» **Aim**:
Set down every entry again word for word, please, but skip the pictures.
## Begin Provided data
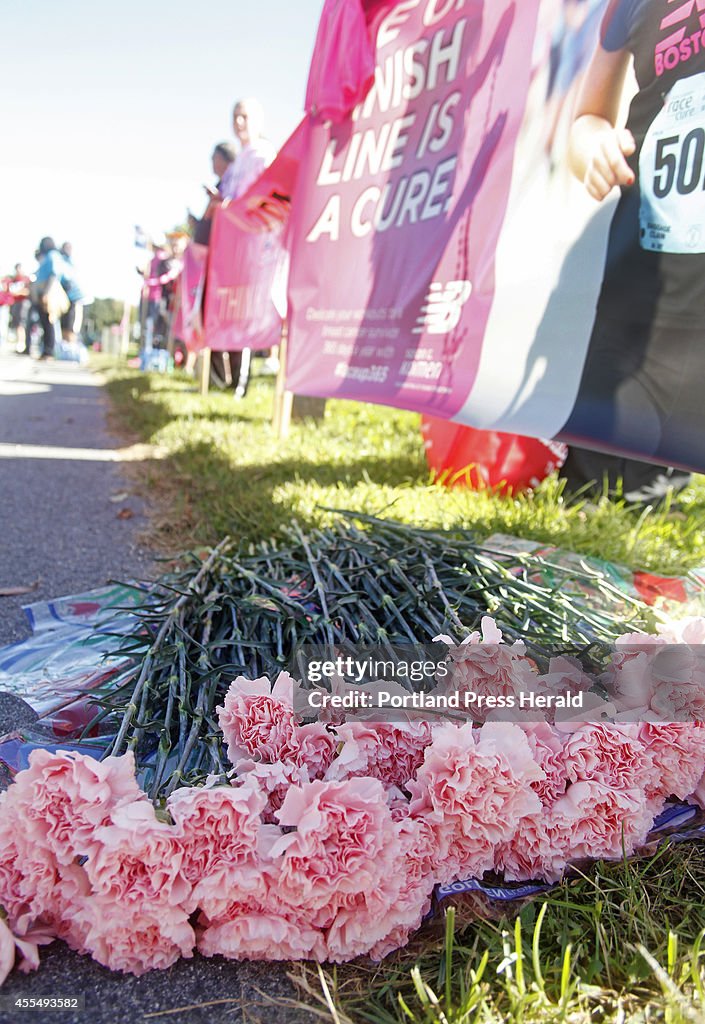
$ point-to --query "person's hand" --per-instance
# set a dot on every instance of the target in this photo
(608, 165)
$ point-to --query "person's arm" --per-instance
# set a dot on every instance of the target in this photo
(597, 150)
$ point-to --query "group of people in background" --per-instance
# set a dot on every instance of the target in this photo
(236, 167)
(48, 303)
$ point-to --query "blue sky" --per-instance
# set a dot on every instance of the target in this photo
(110, 113)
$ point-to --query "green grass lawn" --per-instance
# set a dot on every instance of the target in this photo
(621, 942)
(222, 470)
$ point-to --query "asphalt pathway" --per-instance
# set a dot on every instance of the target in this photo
(69, 522)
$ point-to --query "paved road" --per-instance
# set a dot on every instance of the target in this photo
(63, 530)
(68, 521)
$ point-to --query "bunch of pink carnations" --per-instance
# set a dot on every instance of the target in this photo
(326, 840)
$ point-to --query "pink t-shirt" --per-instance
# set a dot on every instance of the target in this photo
(248, 165)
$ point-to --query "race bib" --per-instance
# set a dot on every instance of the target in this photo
(672, 172)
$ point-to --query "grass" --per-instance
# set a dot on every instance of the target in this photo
(221, 470)
(623, 943)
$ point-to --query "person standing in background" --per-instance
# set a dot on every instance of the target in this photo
(72, 321)
(255, 155)
(641, 382)
(18, 287)
(52, 268)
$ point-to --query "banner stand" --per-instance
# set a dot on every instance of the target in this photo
(172, 323)
(205, 372)
(125, 337)
(281, 419)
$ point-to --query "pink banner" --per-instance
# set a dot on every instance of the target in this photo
(192, 284)
(399, 208)
(245, 270)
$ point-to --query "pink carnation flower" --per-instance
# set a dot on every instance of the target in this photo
(537, 850)
(136, 938)
(594, 820)
(390, 752)
(677, 750)
(24, 940)
(253, 931)
(546, 744)
(344, 842)
(257, 721)
(611, 755)
(274, 781)
(218, 832)
(317, 747)
(487, 667)
(475, 785)
(137, 859)
(61, 798)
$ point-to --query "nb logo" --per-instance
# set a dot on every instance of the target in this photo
(443, 306)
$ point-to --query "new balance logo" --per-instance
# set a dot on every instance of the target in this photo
(443, 306)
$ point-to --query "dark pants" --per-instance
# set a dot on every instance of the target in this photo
(231, 370)
(48, 334)
(640, 391)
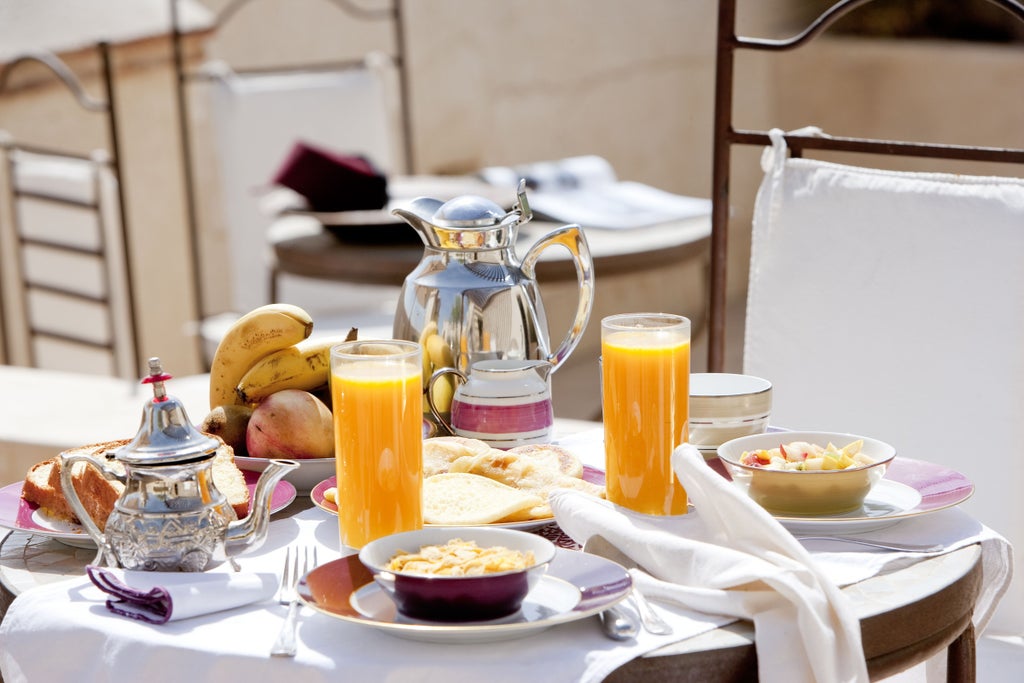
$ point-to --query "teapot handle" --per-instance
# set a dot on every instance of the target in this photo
(439, 373)
(572, 238)
(105, 553)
## End Provided data
» **Exercise solution**:
$ point-to --query "person's hand" --per-instance
# set a dot on every instance of the target in this photo
(608, 165)
$ point-to --query "person's arm" --per-instance
# set a dot on every instance of the target in this photo
(597, 150)
$ point-to --query "group of people in background" --per-instance
# set a dot on every instance of the target in this photo
(236, 167)
(48, 303)
$ point-to --query "blue sky" --per-instance
# set a dot on every instance of the target in this photo
(110, 113)
$ point-to --query "green grass lawn" --per-instance
# set a dot on every instance of the target in this photo
(621, 942)
(222, 470)
$ point-to --query "asphalt pathway" --per-instance
# set a dot on every instance of the target in this photo
(69, 522)
$ point-to --query "paved road" --per-instance
# set a dot on every instance of the target in this photo
(63, 530)
(68, 521)
$ point-to --query "bunch of pink carnations" --per-instance
# set a dot on every instance of the target in this photo
(326, 840)
$ point-to --query "pink t-shirt" --per-instance
# set a dot on every instance of the target in this photo
(248, 165)
$ point-to --query "race bib" --per-instance
# set a dot on every instance of the target in this photo
(672, 172)
$ point-to --query "grass" --per-instance
# set a dot on every instance of the target in this photo
(221, 470)
(623, 943)
$ point-to --query "person standing in background" --per-instance
# set a dot on every instance of the target in this photo
(72, 321)
(255, 155)
(641, 382)
(18, 287)
(52, 268)
$ point-to --query "banner stand" --per-instance
# set a dot on every instance of the target in this photo
(172, 323)
(205, 372)
(125, 337)
(281, 419)
$ point-to --query "pink banner" --per-instance
# set a dot on every instance of the target in this photo
(192, 284)
(399, 208)
(245, 270)
$ point-to --query "pink carnation flower" --per-instance
# set a dot on every instance of the target in this photo
(537, 850)
(136, 938)
(594, 820)
(390, 752)
(677, 750)
(24, 940)
(253, 931)
(546, 744)
(344, 842)
(257, 721)
(611, 755)
(274, 781)
(218, 832)
(317, 747)
(487, 667)
(475, 785)
(137, 859)
(61, 798)
$ point-to --query "nb logo" --per-instance
# set a dot on every instance of the target in this photo
(443, 306)
$ point-to --query "new balance logo" --per-instance
# set a dot on every instance of the target in this photo
(443, 306)
$ point-to --query "dark pants" --per-instance
# set a dot on every instance of the target in this photo
(231, 370)
(48, 334)
(640, 391)
$ point-to --query "teapot handle" --per-instance
# set a dot on every instance of the target in this photo
(439, 373)
(572, 238)
(105, 553)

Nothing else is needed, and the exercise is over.